### [Exercise]
Can you render all the lines below as a Markdown table with the columns Row and Line, numbering each row and leaving out blank lines?

☆ ☆ ☆ ☆ ☆

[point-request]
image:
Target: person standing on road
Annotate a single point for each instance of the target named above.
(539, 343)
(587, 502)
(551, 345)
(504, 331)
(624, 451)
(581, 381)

☆ ☆ ☆ ☆ ☆

### [Solution to this exercise]
| Row | Line |
|---|---|
| 1 | [point-request] |
| 2 | image: |
| 3 | Target: person standing on road |
| 4 | Annotate a single point for each instance of the target named above. |
| 5 | (539, 343) |
| 6 | (587, 502) |
| 7 | (551, 345) |
| 8 | (504, 331) |
| 9 | (624, 451) |
| 10 | (581, 381) |